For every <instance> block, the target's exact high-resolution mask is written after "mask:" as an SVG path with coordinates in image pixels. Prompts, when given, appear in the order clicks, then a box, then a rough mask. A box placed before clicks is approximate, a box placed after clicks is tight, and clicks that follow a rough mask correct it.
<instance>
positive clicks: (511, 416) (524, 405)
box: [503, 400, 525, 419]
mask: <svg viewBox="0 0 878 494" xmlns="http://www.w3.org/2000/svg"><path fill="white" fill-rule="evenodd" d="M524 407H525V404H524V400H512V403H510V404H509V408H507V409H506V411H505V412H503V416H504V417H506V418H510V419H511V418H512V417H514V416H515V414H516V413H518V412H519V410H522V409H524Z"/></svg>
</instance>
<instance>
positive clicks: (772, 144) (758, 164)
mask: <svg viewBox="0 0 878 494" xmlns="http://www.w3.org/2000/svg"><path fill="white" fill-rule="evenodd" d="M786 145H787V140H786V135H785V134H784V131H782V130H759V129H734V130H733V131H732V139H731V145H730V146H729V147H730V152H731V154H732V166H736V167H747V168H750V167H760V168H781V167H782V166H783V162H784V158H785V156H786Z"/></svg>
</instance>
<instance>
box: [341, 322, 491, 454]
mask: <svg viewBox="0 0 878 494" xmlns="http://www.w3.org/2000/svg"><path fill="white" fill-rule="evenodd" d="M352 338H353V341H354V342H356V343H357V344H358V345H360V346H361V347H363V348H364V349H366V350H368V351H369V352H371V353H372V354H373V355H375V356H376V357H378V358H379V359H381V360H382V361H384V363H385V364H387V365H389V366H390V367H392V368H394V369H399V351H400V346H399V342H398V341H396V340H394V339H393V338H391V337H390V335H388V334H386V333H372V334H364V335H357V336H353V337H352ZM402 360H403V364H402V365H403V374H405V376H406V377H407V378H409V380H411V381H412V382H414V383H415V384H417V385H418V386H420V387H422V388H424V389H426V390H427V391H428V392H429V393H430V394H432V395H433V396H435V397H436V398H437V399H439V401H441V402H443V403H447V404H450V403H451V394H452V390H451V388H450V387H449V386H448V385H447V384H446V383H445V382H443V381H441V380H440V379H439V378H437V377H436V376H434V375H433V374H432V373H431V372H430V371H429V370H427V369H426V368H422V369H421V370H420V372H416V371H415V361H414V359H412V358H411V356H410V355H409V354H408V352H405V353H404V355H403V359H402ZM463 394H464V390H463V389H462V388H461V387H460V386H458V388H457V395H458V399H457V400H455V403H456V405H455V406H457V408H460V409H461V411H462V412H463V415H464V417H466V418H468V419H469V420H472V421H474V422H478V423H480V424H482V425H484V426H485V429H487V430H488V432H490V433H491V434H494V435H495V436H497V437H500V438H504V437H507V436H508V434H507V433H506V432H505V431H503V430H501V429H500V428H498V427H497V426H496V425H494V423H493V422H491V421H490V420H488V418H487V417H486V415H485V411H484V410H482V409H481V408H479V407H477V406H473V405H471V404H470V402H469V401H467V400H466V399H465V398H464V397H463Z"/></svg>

_ _ _

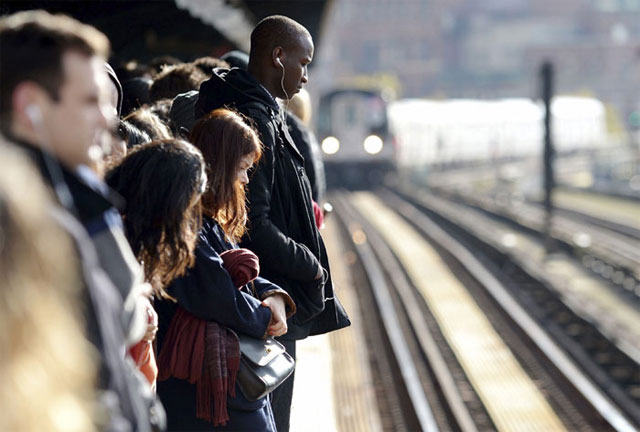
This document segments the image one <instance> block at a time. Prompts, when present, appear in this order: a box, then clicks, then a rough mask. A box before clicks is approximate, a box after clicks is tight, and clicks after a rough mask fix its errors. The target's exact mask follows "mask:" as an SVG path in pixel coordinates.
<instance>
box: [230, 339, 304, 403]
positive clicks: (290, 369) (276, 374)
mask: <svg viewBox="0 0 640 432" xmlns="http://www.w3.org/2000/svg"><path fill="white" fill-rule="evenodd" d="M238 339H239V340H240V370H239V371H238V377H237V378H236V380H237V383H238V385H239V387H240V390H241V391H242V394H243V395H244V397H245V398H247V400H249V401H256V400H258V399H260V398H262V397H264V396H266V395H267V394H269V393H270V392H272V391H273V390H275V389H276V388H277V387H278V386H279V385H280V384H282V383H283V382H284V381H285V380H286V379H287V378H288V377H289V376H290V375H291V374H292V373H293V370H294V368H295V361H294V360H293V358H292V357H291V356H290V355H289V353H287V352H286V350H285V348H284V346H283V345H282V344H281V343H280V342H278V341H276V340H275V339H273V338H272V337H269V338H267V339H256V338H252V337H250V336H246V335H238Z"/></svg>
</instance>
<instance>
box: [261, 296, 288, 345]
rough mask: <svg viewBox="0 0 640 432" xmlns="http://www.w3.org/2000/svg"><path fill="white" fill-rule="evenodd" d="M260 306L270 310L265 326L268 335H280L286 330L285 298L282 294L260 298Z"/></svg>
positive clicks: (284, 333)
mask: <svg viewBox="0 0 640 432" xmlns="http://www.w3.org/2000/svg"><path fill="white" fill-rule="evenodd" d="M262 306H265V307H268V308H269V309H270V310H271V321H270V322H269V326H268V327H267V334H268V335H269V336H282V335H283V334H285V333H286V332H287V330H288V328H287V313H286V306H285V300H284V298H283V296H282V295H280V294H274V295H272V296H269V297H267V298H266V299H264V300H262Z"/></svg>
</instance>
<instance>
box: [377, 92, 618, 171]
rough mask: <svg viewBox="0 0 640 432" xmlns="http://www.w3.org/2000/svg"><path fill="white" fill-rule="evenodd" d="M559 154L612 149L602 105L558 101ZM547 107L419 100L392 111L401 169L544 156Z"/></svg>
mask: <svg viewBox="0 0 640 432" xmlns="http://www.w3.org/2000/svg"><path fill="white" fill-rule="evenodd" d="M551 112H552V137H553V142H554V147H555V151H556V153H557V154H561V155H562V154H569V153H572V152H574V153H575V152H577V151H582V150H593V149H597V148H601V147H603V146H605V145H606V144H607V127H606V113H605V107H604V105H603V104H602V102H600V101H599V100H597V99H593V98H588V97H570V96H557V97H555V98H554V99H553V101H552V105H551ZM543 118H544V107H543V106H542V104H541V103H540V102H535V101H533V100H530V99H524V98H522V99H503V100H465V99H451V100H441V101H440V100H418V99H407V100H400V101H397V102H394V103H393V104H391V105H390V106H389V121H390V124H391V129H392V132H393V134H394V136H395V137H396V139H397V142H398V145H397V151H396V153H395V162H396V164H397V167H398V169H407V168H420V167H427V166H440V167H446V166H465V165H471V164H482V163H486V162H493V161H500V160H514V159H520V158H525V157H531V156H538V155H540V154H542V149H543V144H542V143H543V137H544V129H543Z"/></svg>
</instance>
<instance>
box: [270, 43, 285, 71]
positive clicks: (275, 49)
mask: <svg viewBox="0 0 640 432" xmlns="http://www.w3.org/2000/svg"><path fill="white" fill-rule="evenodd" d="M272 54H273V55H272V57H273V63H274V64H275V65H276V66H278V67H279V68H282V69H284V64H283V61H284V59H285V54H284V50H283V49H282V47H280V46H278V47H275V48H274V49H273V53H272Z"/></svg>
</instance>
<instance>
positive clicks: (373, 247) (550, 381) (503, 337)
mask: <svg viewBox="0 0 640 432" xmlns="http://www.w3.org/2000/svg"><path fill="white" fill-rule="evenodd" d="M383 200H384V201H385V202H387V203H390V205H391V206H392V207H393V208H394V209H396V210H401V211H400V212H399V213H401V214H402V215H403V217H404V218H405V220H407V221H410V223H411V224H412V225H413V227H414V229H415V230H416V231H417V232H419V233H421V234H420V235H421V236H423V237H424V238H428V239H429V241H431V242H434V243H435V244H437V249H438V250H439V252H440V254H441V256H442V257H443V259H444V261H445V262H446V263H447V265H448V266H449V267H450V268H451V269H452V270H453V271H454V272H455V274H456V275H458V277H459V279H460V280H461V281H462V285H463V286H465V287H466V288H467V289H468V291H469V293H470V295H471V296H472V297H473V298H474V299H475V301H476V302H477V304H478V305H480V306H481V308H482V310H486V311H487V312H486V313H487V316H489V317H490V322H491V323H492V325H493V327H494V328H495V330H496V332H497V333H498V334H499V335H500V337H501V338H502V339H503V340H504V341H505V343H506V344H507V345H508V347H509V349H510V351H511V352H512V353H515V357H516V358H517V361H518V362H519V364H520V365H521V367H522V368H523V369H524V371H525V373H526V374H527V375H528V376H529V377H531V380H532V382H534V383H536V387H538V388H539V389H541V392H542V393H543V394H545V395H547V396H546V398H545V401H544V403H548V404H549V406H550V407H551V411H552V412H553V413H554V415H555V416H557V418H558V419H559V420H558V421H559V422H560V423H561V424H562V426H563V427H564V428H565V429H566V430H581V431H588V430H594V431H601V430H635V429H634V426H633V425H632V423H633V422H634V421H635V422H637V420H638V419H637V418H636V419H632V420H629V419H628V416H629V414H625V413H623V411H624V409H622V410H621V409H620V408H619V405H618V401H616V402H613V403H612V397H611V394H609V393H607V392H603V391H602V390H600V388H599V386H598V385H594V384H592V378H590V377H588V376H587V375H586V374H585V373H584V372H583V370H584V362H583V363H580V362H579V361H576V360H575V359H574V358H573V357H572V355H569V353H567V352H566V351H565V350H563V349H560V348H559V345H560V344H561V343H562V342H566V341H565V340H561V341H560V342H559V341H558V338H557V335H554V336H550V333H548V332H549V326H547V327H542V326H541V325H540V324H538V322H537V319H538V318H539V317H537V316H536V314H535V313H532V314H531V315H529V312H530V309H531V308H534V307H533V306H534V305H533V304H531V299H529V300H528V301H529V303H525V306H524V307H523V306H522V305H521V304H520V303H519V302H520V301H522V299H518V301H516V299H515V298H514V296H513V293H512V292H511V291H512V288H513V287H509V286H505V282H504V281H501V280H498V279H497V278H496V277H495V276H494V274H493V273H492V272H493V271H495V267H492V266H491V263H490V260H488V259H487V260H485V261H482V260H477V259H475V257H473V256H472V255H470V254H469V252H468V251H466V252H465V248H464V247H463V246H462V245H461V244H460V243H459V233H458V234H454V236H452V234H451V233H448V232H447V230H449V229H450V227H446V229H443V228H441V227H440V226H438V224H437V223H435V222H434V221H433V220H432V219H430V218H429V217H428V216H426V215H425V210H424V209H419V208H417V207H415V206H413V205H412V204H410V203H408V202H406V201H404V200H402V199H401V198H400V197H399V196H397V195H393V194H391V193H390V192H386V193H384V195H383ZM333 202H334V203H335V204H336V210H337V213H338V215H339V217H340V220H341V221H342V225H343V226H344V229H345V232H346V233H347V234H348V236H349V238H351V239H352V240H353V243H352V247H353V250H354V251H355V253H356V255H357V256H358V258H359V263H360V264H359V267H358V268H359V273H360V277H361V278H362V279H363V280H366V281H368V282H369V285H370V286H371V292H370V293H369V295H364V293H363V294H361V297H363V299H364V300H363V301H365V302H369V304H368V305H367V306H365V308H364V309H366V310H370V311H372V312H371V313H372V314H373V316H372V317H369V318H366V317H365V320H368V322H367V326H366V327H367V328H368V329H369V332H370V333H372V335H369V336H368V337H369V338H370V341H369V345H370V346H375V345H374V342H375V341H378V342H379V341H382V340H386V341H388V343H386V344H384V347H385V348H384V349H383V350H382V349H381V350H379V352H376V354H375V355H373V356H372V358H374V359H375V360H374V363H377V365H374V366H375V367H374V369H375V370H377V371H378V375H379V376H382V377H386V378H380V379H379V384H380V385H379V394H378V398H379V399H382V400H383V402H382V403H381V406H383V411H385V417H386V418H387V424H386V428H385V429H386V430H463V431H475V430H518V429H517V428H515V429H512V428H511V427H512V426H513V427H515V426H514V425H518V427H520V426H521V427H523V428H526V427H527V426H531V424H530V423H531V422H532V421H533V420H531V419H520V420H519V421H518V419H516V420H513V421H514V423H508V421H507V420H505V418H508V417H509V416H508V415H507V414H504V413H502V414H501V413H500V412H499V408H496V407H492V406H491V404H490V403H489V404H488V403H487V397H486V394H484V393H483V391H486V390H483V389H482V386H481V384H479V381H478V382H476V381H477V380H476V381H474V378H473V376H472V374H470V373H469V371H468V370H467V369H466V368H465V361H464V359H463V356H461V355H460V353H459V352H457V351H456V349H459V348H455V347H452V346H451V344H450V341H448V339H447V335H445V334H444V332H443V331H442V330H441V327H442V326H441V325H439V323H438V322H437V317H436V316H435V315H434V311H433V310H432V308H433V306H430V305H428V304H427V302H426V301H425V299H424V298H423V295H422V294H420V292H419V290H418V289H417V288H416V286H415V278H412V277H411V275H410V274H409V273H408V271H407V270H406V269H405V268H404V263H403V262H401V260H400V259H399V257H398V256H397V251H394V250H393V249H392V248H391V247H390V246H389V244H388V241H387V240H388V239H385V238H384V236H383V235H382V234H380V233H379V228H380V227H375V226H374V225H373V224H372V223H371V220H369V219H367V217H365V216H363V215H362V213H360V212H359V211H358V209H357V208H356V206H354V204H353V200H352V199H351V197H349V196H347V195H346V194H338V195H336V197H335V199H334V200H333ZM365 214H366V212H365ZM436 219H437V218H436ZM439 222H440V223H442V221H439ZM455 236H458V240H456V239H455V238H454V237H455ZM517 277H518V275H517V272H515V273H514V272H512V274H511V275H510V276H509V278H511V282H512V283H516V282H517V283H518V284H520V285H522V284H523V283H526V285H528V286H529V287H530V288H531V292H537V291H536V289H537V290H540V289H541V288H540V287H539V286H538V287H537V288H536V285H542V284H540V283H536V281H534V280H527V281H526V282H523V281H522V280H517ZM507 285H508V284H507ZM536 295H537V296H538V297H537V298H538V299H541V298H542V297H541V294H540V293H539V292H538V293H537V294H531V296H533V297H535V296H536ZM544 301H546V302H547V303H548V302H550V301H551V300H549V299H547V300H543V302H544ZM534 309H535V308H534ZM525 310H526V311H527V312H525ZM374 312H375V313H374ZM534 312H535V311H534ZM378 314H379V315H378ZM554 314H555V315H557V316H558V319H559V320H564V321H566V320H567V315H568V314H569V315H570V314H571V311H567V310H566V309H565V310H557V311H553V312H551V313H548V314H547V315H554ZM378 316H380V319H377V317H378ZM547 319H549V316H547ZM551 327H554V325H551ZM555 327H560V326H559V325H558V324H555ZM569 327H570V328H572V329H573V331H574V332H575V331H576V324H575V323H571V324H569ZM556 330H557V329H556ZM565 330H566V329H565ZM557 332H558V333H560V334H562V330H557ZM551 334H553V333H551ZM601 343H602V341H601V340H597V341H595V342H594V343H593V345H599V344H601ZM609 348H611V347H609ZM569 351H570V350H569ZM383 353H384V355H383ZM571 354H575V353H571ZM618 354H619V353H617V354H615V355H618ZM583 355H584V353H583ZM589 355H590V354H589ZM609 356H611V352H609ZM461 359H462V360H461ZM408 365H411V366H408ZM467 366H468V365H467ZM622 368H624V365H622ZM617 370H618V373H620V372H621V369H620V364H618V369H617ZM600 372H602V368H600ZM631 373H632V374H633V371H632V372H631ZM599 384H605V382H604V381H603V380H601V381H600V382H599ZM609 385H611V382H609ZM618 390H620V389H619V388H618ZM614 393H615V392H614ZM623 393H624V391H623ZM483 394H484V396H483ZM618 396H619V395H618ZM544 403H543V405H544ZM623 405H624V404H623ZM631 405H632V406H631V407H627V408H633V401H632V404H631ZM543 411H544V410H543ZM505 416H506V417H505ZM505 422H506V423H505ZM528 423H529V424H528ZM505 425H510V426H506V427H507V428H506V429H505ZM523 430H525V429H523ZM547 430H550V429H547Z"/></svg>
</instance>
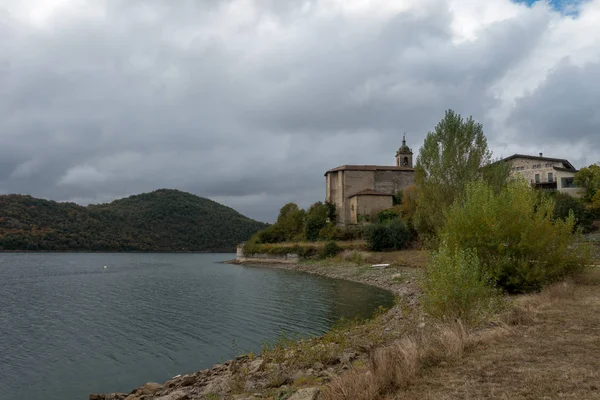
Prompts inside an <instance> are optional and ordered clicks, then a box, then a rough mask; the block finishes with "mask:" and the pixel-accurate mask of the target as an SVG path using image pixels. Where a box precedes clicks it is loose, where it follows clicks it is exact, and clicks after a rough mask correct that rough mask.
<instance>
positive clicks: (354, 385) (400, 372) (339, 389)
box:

_ _ _

WHAT IS BEING ASKED> Pull out every line of the items above that contains the string "tight", matching case exactly.

RESPONSE AREA>
For every <instance> block, the target's exact high-resolution mask is written after "mask:" as an SVG path with coordinates in image pixels. Prompts, when given, appear in the order clicks, then a box, then a rough mask. A box placed before clicks is approximate, a box placed after clicks is tight, and clicks that follow a rough mask correct it.
This document segments the image one <instance> block at a time. Prompts, when present, appear in this order: a box, then clicks, then a rough mask. A box before clicks is approximate, a box after clicks is tight, and clicks after a rough mask fix its errors. The target's exact mask follows "mask:" as an SVG path in pixel coordinates.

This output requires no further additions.